• **EXERCISE GOAL**
Find "Find the windshield" in the material below, then copy that line and every subsequent line to the end, exactly.

[Object location annotation data]
--------

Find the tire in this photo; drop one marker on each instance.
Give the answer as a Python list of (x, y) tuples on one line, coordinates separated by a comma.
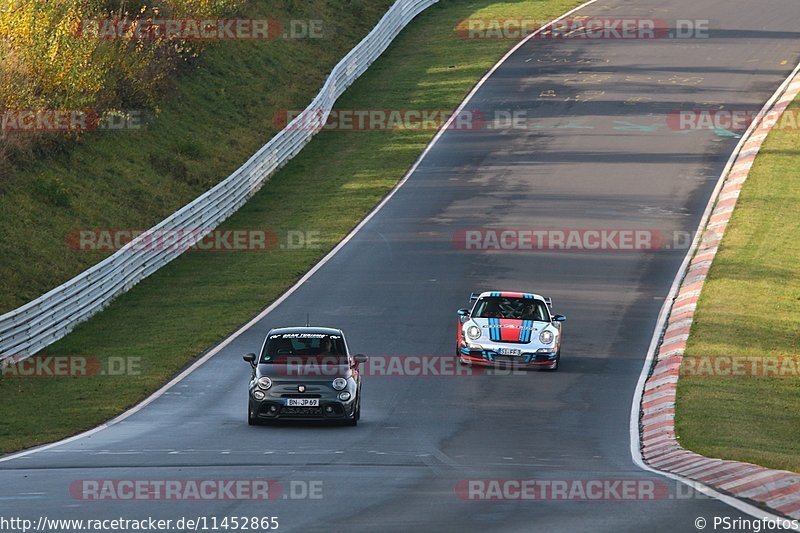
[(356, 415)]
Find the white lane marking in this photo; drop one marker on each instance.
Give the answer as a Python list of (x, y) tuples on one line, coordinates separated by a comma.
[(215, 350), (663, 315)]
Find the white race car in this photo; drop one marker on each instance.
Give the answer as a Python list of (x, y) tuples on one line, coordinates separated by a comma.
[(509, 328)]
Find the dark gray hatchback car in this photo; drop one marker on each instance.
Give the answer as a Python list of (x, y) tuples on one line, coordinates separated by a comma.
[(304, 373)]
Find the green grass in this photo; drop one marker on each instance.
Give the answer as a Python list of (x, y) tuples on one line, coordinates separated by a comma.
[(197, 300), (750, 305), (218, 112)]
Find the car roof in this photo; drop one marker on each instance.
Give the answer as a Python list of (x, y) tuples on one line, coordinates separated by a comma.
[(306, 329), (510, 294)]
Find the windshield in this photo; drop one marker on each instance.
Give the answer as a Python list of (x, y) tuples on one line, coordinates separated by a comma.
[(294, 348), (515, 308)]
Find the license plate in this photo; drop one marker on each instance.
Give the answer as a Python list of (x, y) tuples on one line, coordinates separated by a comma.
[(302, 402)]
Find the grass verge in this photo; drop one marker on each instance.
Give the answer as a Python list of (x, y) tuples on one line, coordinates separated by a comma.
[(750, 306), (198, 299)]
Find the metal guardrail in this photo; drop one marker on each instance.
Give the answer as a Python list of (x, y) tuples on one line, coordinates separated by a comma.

--------

• **ANSWER FOR THIS EXERCISE**
Find the windshield in this photo; drop one marker on each instance.
Give the answer as a Python list of (x, y) tuples on one line, coordinates separated by a comma.
[(294, 348), (515, 308)]
Find the license plate in this photo; drop one marker on each instance.
Give the answer as a Python list of (x, y) tuples on one line, coordinates separated by a comma.
[(302, 402)]
Find the grass verge in this photo; drop one marker on each instance.
Give the answer as a Python list of (x, y) tuples on one line, coordinates separated by a comma.
[(750, 306), (198, 299)]
Find the metal guardrail in this photo; drop one marker on each instance.
Give the answer as a Python list of (x, y) tuples on one line, coordinates separated by a comma.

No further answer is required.